- Stated goal:
Present all the entries below as a Markdown table with the columns "No." and "Line". Number each line and skip any blank lines.

- Material provided:
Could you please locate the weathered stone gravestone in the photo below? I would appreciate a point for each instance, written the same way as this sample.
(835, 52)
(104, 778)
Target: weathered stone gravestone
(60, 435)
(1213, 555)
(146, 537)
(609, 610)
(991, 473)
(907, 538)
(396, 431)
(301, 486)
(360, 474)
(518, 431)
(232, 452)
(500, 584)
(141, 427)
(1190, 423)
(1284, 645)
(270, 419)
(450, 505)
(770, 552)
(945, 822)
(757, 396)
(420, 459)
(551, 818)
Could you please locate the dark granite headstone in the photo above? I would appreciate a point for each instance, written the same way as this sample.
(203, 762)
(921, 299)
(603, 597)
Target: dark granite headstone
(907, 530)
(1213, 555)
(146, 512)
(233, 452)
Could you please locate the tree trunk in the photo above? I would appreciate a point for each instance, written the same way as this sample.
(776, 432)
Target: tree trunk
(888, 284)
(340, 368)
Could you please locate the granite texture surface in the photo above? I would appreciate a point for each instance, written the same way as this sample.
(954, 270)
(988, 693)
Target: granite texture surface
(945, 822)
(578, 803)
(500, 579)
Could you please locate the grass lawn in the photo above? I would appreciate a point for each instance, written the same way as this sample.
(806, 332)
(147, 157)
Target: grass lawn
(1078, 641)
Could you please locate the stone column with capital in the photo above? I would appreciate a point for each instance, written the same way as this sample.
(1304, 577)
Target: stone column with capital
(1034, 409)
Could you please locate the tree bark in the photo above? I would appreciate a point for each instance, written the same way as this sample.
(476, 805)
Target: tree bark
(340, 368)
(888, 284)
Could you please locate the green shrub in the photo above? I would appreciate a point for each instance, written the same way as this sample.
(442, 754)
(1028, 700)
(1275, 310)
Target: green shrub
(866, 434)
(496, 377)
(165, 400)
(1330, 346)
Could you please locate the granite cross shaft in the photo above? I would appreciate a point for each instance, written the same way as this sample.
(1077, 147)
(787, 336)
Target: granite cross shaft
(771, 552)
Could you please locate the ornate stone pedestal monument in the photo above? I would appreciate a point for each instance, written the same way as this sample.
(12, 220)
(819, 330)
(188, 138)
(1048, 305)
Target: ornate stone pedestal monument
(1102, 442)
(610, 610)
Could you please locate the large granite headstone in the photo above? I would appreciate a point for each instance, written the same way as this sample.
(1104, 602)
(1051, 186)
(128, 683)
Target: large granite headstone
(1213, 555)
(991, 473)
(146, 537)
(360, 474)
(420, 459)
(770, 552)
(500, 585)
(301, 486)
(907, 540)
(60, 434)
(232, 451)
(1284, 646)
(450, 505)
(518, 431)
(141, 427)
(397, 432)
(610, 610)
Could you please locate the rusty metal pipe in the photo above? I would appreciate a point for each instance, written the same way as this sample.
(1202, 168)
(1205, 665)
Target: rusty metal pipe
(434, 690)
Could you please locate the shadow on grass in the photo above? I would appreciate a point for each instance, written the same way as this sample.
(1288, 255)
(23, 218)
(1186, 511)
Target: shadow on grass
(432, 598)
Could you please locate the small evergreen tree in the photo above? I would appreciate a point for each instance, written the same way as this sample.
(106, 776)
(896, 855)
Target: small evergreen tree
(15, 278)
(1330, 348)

- Response to this task:
| No. | Line |
|---|---|
| 1 | Could you please locate the weathered stone gravestone in the photo below? I would appreciate a point for each instance, written the same way as this sample. |
| 2 | (835, 52) |
| 3 | (104, 778) |
| 4 | Target: weathered stone gravestone |
| 5 | (60, 435) |
| 6 | (1213, 555) |
| 7 | (146, 537) |
| 8 | (609, 610) |
| 9 | (991, 473) |
| 10 | (907, 538) |
| 11 | (396, 431) |
| 12 | (301, 486) |
| 13 | (360, 474) |
| 14 | (518, 431) |
| 15 | (232, 452) |
| 16 | (500, 584) |
| 17 | (141, 427) |
| 18 | (1190, 423) |
| 19 | (1284, 645) |
| 20 | (270, 419) |
| 21 | (450, 505) |
| 22 | (770, 552) |
| 23 | (945, 822) |
| 24 | (757, 396) |
| 25 | (420, 459) |
| 26 | (551, 818) |
| 27 | Could you please locate the dark granite headstone in the photo above? I would appreciate a point for each instance, written the same way as this sample. |
| 28 | (203, 762) |
| 29 | (921, 299) |
| 30 | (603, 597) |
| 31 | Target: dark granite headstone |
| 32 | (907, 530) |
| 33 | (1213, 555) |
| 34 | (146, 512) |
| 35 | (233, 452) |
| 36 | Could you please locate the tree trunk in the photo above? I would appreciate a point for each instance, written the same way as this sample. |
| 37 | (776, 432) |
| 38 | Target: tree trunk |
| 39 | (888, 284) |
| 40 | (340, 368) |
| 41 | Could you please locate the granite texture surface in the photo above? I would appreciate a point for each instance, written the same way as this sample. |
| 42 | (954, 270) |
| 43 | (988, 693) |
| 44 | Target: granite texture surface |
| 45 | (945, 822) |
| 46 | (578, 803) |
| 47 | (500, 579) |
| 48 | Could you please locate the grass lawn in the photo above? I would appreciate a point for each instance, written the same way as this sample. |
| 49 | (806, 332) |
| 50 | (147, 157) |
| 51 | Target: grass lawn |
| 52 | (1078, 641) |
| 53 | Could you please locate the stone column with capital in the photo above? I would appreciate a point for each instance, written the same way as this sample. |
| 54 | (1304, 577) |
| 55 | Target: stone column with capital |
| 56 | (1034, 409) |
| 57 | Could you please locate the tree bark in the photo above? I would appreciate a point for each instance, written the same way as this sample. |
| 58 | (476, 805) |
| 59 | Target: tree bark |
| 60 | (340, 368) |
| 61 | (888, 284) |
| 62 | Could you please locate the green shrub in the photo above? I would appreciate a point for each instance, written the same way as this sample. |
| 63 | (442, 754) |
| 64 | (1028, 700) |
| 65 | (1275, 310) |
| 66 | Target: green shrub |
| 67 | (866, 434) |
| 68 | (496, 377) |
| 69 | (165, 400) |
| 70 | (1330, 346) |
| 71 | Could you please locate the granite cross shaft in the photo above? I would appreciate a point for each instance, written the same way as this sample. |
| 72 | (1077, 147) |
| 73 | (787, 336) |
| 74 | Target: granite cross shaft |
| 75 | (771, 552) |
| 76 | Could you please locate the ornate stone pedestal monument in the photo above? I would appreciate a point for each instance, written the same way as this sample. |
| 77 | (12, 220) |
| 78 | (819, 330) |
| 79 | (188, 138) |
| 80 | (1048, 305) |
| 81 | Target: ornate stone pedestal monument |
| 82 | (1102, 442) |
| 83 | (610, 610) |
| 84 | Could you please locate the large granite headstone in the photo above? I would appreciate a point for each instance, written the same way as this sample. |
| 85 | (1104, 602) |
| 86 | (1051, 186) |
| 87 | (128, 683) |
| 88 | Target: large granite headstone |
| 89 | (1213, 555) |
| 90 | (991, 473) |
| 91 | (146, 537) |
| 92 | (360, 474) |
| 93 | (420, 459) |
| 94 | (770, 552) |
| 95 | (500, 585) |
| 96 | (301, 486) |
| 97 | (907, 540) |
| 98 | (60, 434) |
| 99 | (232, 451) |
| 100 | (1284, 646) |
| 101 | (450, 505) |
| 102 | (518, 431) |
| 103 | (141, 427) |
| 104 | (397, 432) |
| 105 | (610, 610) |
| 106 | Could you please locate the rusty metal pipe in the photo above? I would appreciate a point for each instance, written the same way as this sample. |
| 107 | (1202, 168) |
| 108 | (1205, 665) |
| 109 | Target: rusty metal pipe |
| 110 | (434, 690) |
| 111 | Could you please locate the shadow on grass in the photo above? I would appreciate a point for each instance, written the same way as this sample. |
| 112 | (1288, 255) |
| 113 | (23, 218) |
| 114 | (1186, 511) |
| 115 | Target: shadow on grass |
| 116 | (432, 598) |
| 117 | Could you please locate the small evergreen tree in the photo above? I would appreciate a point for each instance, written the same way as this sample. |
| 118 | (106, 776) |
| 119 | (896, 855) |
| 120 | Target: small evergreen tree |
| 121 | (15, 278) |
| 122 | (1330, 348) |